Try it
Word for word, give again the line holding "locate the cafe" and each line after it to the end of the listing below.

Supplied data
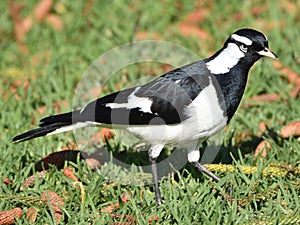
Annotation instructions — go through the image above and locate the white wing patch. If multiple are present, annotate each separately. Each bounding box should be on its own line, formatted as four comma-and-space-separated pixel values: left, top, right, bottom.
106, 87, 153, 114
206, 43, 245, 74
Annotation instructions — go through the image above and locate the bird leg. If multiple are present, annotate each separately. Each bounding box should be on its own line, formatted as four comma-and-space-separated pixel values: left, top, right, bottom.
187, 146, 221, 182
191, 161, 220, 182
149, 156, 162, 205
148, 144, 164, 205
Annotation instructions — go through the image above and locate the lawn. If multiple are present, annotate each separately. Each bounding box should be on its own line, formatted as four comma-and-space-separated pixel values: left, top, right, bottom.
1, 0, 300, 224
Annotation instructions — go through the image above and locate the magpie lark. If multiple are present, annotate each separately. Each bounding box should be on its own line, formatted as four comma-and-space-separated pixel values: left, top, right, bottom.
13, 28, 277, 205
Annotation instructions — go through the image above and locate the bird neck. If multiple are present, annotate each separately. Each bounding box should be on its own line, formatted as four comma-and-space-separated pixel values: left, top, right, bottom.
205, 51, 255, 122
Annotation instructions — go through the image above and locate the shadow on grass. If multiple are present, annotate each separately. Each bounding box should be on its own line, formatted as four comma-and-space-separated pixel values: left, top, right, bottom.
30, 131, 267, 183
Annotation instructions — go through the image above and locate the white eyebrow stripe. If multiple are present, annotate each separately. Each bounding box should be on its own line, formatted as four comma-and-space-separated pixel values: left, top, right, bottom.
231, 34, 253, 45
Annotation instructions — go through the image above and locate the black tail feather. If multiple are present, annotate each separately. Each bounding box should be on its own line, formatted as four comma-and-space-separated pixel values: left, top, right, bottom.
12, 122, 70, 142
12, 110, 80, 143
39, 110, 80, 126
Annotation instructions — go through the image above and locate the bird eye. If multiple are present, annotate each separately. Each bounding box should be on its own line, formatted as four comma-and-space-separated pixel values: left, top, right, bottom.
239, 44, 248, 53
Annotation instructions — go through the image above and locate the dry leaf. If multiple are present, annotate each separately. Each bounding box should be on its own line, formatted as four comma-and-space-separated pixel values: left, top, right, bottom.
41, 190, 64, 224
280, 121, 300, 138
22, 171, 48, 189
290, 84, 300, 99
233, 12, 244, 21
101, 202, 120, 213
135, 31, 161, 40
179, 23, 208, 40
273, 61, 300, 85
148, 215, 159, 223
248, 93, 279, 102
52, 100, 69, 114
111, 214, 136, 224
120, 192, 132, 203
100, 128, 115, 142
34, 0, 53, 22
25, 208, 38, 223
8, 0, 33, 43
16, 17, 33, 42
159, 63, 173, 73
30, 50, 52, 66
0, 207, 23, 225
183, 9, 206, 24
259, 121, 268, 133
59, 142, 78, 151
234, 131, 253, 144
85, 157, 101, 169
254, 140, 271, 158
46, 14, 63, 30
63, 166, 78, 181
3, 178, 13, 186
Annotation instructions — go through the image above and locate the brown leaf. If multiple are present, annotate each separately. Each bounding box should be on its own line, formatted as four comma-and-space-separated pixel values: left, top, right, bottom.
101, 202, 120, 213
290, 84, 300, 99
148, 215, 159, 223
273, 61, 300, 85
59, 142, 78, 151
63, 166, 78, 181
234, 131, 253, 144
52, 100, 69, 114
251, 6, 263, 16
0, 207, 23, 225
85, 157, 101, 169
233, 12, 244, 21
135, 31, 161, 40
259, 121, 268, 133
183, 9, 206, 24
248, 93, 279, 102
178, 23, 208, 40
30, 50, 52, 66
254, 140, 271, 158
3, 178, 13, 186
25, 208, 38, 223
8, 0, 33, 43
46, 14, 63, 30
22, 171, 48, 189
34, 0, 53, 22
82, 0, 96, 16
18, 44, 29, 54
41, 190, 64, 224
110, 214, 136, 224
100, 128, 115, 142
280, 121, 300, 138
88, 128, 115, 145
35, 99, 69, 116
36, 105, 47, 115
16, 17, 33, 42
159, 63, 173, 73
120, 192, 132, 203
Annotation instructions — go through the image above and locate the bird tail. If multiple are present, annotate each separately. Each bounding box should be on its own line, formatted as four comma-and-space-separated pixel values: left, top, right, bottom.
12, 110, 87, 142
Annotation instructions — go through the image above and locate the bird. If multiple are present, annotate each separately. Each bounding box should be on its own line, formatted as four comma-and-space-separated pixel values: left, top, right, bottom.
13, 28, 277, 205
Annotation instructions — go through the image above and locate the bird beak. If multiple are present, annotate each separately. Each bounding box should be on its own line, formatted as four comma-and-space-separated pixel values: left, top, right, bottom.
258, 47, 278, 59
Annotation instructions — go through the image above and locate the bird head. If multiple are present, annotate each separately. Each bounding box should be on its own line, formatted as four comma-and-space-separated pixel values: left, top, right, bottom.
206, 28, 277, 74
225, 28, 278, 61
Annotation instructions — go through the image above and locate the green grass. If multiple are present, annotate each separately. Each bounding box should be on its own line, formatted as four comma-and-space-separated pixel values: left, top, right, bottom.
1, 0, 300, 224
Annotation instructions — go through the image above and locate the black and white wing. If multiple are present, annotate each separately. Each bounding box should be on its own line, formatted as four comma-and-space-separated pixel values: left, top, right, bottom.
78, 61, 212, 125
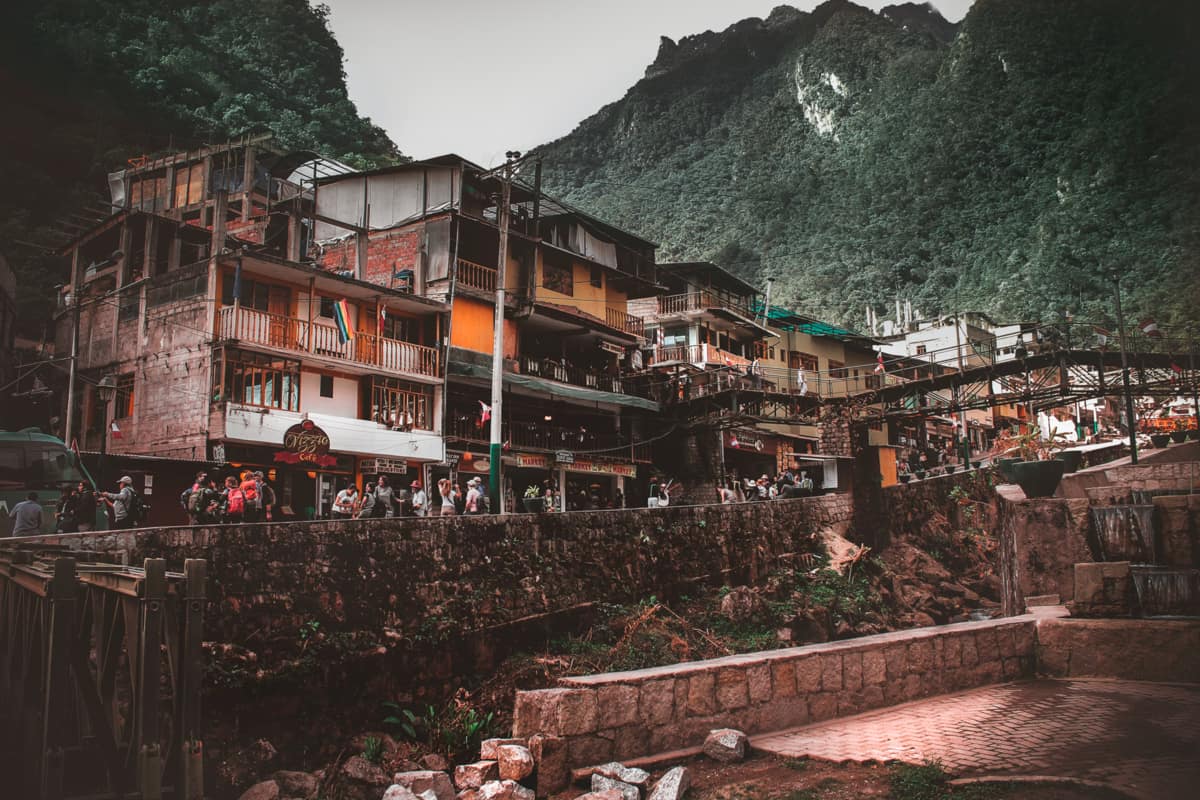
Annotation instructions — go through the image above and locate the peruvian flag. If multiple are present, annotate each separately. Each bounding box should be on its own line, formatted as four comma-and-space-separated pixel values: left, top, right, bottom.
478, 400, 491, 427
1139, 319, 1163, 338
110, 421, 123, 439
874, 352, 886, 374
1171, 362, 1184, 375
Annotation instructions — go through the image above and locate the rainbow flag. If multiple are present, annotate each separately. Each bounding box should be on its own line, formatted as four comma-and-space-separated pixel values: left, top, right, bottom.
332, 298, 354, 343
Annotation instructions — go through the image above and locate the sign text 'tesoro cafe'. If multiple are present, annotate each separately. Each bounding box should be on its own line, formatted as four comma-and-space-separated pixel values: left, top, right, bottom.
275, 420, 337, 467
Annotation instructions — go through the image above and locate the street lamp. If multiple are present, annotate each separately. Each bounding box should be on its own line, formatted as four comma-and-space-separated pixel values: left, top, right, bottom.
95, 373, 118, 490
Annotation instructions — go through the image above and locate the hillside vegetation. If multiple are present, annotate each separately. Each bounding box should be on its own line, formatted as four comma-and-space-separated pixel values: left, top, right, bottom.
533, 0, 1200, 330
0, 0, 400, 336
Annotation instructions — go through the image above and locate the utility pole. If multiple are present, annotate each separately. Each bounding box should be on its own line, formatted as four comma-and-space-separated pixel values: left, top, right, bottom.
760, 277, 773, 325
1113, 276, 1138, 464
488, 152, 521, 513
952, 296, 968, 462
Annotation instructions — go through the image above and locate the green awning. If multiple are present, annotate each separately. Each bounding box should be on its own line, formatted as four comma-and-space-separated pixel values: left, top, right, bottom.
448, 349, 660, 412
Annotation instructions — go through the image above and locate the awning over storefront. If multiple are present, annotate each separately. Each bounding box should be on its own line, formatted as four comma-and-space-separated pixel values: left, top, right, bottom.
222, 404, 445, 463
448, 348, 660, 412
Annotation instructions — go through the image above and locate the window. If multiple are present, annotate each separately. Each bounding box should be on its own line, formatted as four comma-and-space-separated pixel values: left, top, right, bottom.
589, 266, 603, 288
662, 327, 688, 347
382, 314, 417, 343
221, 273, 284, 313
789, 351, 818, 372
118, 286, 140, 322
829, 360, 848, 379
542, 251, 573, 296
366, 377, 433, 431
916, 344, 927, 355
319, 297, 336, 318
114, 374, 135, 419
319, 375, 334, 398
218, 351, 300, 411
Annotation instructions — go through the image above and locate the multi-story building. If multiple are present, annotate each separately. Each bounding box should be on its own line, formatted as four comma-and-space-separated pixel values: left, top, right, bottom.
311, 155, 662, 511
56, 136, 448, 524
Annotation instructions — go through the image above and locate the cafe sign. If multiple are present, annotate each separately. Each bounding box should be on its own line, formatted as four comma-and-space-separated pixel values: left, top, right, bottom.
360, 457, 408, 474
554, 450, 575, 465
274, 419, 336, 467
726, 428, 774, 454
516, 453, 550, 469
565, 459, 637, 478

Solved problem
Annotation instructions — go through the image above and locate the cafe sign. If multiple are present, annotate each separately. Each bounding box should be on its own line, formatted as four comma-and-space-separated pixel values: left, top, right, bottom.
360, 457, 408, 474
554, 450, 575, 465
274, 419, 336, 467
726, 428, 774, 454
516, 453, 550, 469
565, 459, 637, 478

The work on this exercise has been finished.